[Opening Document text section]
Global variable declared with different types

Compass/ROSE



Can detect some violations of this rule but cannot flag violations involving universal names

Helix QAC

2024.4

C0627, C0776, C0777, C0778, C0779, C0789, C0791, C0793


Klocwork
2024.4
MISRA.IDENT.DISTINCT.C99.2012
LDRA tool suite
9.7.1

17 D
355 S
61 X

Fully implemented

PC-lint Plus

1.4

621

Fully supported

Polyspace Bug Finder

R2024a

CERT C: Rec. DCL23-C


Checks for:

  • External identifiers not distinct
  • Identifiers in same scope and namespace not distinct
  • Macro identifier not distinct
  • Name for macros and identifiers not distinct

Rec. fully covered.

RuleChecker

24.04


Supported indirectly via MISRA C:2012 Rules 5.1, 5.2, 5.3, 5.4 and 5.5.
[Closing Document text section]
[Opening Given records section]
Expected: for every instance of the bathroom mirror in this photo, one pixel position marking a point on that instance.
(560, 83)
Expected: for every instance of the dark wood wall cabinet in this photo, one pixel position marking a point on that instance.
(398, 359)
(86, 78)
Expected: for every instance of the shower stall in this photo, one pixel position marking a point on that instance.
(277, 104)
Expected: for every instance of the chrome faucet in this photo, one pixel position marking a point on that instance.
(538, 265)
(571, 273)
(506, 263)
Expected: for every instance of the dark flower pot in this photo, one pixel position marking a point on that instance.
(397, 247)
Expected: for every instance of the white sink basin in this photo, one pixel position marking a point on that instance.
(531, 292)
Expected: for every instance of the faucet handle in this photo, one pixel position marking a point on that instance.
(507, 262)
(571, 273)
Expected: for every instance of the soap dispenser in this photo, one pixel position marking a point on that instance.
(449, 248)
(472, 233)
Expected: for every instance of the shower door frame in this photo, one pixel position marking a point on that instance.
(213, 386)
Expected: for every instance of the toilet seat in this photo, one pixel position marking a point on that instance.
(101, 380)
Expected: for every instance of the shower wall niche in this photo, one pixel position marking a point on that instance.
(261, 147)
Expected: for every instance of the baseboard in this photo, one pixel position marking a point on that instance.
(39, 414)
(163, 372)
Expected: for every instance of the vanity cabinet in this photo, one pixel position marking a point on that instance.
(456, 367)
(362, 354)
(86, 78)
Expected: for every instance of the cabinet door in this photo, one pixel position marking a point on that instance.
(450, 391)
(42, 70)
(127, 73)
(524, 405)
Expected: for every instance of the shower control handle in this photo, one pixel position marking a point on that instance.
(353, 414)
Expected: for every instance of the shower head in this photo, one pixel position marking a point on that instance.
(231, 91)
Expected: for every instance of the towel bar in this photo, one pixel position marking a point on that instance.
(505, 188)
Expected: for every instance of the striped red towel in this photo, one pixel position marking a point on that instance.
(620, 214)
[Closing Given records section]
# Work order 1
Copy the stretch of the static analysis tool list from "CERT C: Rec." through "Rec. fully covered." word for word.
# Work order 2
Resume the static analysis tool list after its last line.

# Reply 1
CERT C: Rec. DCL23-C


Checks for:

  • External identifiers not distinct
  • Identifiers in same scope and namespace not distinct
  • Macro identifier not distinct
  • Name for macros and identifiers not distinct

Rec. fully covered.

# Reply 2
SonarQube C/C++ Plugin
3.11
IdentifierLongerThan31

Related Vulnerabilities

Search for vulnerabilities resulting from the violation of this rule on the CERT website.

Related Guidelines

ISO/IEC TR 24772:2013Choice of Clear Names [NAI]
Identifier Name Reuse [YOW]
MISRA C:2012

Rule 5.1 (required)
Rule 5.2 (required)
Rule 5.3 (required)
Rule 5.4 (required)
Rule 5.5 (required)

Bibliography

[ISO/IEC 9899:2011]

Subclause 6.2.7, "Compatible Type and Composite Type"
Subclause 6.4.1, "Keywords"



5 Comments

  1. Really long identifiers are bad anyway, from a human-factors perspective.  Two 31-character identifiers that differ only in the 20th character are likely to be mistaken for each other, and take too long to comprehend when reading the code.

  2. I've updated this rule to reference bullet 14 of Appendix J but in hindsight I'm not 100% sure the two are necessarily related.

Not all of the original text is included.